The paper feed unit 4 includes a paper feed tray 6 on which recording sheets 3 (which are one example of “recording sheet”) are placed; a pressing plate 7; and a paper feed roller 8. The pressing plate 7 can rotate about a rear end portion thereof. The recording sheets 3 on the pressing plate 7 are pressed against the paper feed roller 8. The rotation of the paper feed roller 8 feeds each of the recording sheets 3 to a conveying path.

The registration roller 12 correcting a skew (a posture) of the recording sheet 3 fed by the paper feed roller 8, and subsequently conveys the recording sheet 3 to a transfer position X. At the transfer position X, a toner image on a photosensitive drum 27 is transferred to the recording sheet 3. That is, at the transfer position X, the photosensitive drum 27 is in contact with a transfer roller 30.

The image forming unit 5 forms a toner image on the recording sheet 3. The image forming unit 5 includes a scanner unit 16 and a process cartridge 17. The scanner unit 16 includes a laser emission unit (not shown) and a polygon mirror 19. A laser beam emitted from the laser emission unit (indicated by alternate long and short dash line in the diagram) is deflected by the polygon mirror 19 and emitted to the surface of the photosensitive drum 27.

The process cartridge 17 includes a developing roller 31, the photosensitive drum 27, and a scorotron-type charger 29. The charger 29 charges the surface of the photosensitive drum 27 uniformly and positively. The positively-charged surface of the photosensitive drum 27 is exposed to the laser beam that is emitted from the scanner unit 16, and an electrostatic latent image is formed on the photosensitive drum 27. Then, the toner carried by the surface of the developing roller 31 is supplied to the electrostatic latent image formed on the photosensitive drum 27, whereby the image is developed.

As shown in FIGS. 1 and 3, the fixing unit 18 includes a heating roller 41, a pressing roller 42, and a heating device 20 including a heater 60. For example, the heater 60 is a halogen lamp, and is provided inside the heating roller 41. The heater 60 generates heat when power is supplied. The fixing unit 18 thermally fixes the toner image onto the recording sheet 3 when the recording sheet 3 passes between the heating roller 41 and the pressing roller 42. After the toner has been thermally fixed on the recording sheet 3, the recording sheet 3 is discharged onto a discharge tray 46 through a discharge path 44.

FIG. 2 shows an electric configuration of the printer 1. The printer 1 includes a control unit 50, the paper feed unit 4, the image forming unit 5, the fixing unit 18, a display unit 13, an operation unit 14, a communication unit 15, and a power supply circuit 80. The control unit 50 is one example of “processor”. The control unit 50 includes a CPU 51, a ROM 52, a RAM 53, and an EEPROM 54. The control unit 50 includes an ASIC (application specific integrated circuit) that contains the CPU 51. However, the control unit 50 is not limited to the ASIC.

### Excerpts from point annotation data:
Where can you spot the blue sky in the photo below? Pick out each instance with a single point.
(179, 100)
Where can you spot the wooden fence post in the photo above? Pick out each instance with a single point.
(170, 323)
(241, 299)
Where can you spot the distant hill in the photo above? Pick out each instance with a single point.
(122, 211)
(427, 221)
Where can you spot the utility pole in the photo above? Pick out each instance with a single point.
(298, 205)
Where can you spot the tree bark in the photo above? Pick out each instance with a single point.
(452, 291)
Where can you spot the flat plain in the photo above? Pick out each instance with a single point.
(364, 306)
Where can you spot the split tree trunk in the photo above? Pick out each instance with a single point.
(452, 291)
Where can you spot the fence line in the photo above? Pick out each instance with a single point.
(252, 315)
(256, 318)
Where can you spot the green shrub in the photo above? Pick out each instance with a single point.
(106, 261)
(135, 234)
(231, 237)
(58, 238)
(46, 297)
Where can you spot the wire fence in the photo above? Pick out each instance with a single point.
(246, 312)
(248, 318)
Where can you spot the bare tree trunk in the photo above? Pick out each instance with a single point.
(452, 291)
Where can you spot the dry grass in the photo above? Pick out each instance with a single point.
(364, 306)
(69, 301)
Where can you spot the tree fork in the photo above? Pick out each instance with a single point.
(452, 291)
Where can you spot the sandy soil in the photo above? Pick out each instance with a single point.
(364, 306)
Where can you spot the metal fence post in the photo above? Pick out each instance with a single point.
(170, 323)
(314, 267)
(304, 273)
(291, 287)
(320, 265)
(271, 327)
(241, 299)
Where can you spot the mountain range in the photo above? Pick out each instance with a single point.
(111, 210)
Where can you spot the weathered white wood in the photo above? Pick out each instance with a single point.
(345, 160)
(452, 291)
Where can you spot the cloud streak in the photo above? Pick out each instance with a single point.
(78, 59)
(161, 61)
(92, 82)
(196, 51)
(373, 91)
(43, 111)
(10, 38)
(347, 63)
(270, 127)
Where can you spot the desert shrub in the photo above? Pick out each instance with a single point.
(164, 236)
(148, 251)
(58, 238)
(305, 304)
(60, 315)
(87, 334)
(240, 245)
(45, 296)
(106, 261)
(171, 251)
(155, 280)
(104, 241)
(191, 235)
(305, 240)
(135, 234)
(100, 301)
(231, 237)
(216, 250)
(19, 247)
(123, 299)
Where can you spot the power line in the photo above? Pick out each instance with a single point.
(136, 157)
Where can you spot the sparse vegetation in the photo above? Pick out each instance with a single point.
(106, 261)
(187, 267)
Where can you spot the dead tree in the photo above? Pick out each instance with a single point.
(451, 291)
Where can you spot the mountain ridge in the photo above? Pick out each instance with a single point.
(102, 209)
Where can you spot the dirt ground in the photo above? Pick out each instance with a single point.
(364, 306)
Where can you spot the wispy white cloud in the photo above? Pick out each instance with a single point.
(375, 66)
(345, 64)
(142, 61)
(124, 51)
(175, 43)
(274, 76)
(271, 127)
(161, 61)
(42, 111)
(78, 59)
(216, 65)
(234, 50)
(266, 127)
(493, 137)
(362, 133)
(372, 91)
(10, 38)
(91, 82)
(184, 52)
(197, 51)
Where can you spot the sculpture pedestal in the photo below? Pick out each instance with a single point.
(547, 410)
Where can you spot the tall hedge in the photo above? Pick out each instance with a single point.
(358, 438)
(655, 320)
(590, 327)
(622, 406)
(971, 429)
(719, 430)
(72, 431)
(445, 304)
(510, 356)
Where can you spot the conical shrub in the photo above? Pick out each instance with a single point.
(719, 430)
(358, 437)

### TASKS TO PERFORM:
a. Translate this sentence from the printer passage into Spanish: "The charger 29 charges the surface of the photosensitive drum 27 uniformly and positively."
b. Carry on the printer passage from its final sentence.

### IN RESPONSE:
a. El cargador 29 carga la superficie del tambor fotosensible 27 de manera uniforme y positiva.

b.
The CPU 51 controls each part of the printer 1 by executing various programs stored in the ROM 52. The CPU 51 performs a plurality of control functions. Among the plurality of control functions, a control function for controlling the heating device 20 will be described later.

The ROM 52 stores various programs that the CPU 51 executes, as well as data that the CPU 51 accesses during each of various processes. The RAM 53 serves as a main storage device that the CPU 51 uses to perform each of the various processes. The EEPROM 54 is a nonvolatile memory that can hold data even when power supply to the EEPROM 54 is interrupted. The EEPROM 54 stores various kinds of setting data.

The display unit 13 includes various lamps and a liquid crystal panel. The operation unit 14 includes an input panel. A user can issue a print command by watching the display unit 13 and operating the operation unit 14. The communication unit 15 exchanges data with an external information terminal device (not shown).

The printer 1 further includes a network interface (not shown) to be connected to an external device (not shown). Accordingly, a user can issue an input command via the network interface from the external device.

As shown in FIG. 3, the heating device 20 includes, a triac 65, a zero-cross detection circuit 67, a relay 71, a power switch SW1, the control unit 50, and the power supply circuit 80 in addition to the heater 60. The control unit 50 includes a timer 55, a normality detection counter 56, and an abnormality detection counter 57, as well as the CPU 51, the ROM 52 and so on (see FIG. 2).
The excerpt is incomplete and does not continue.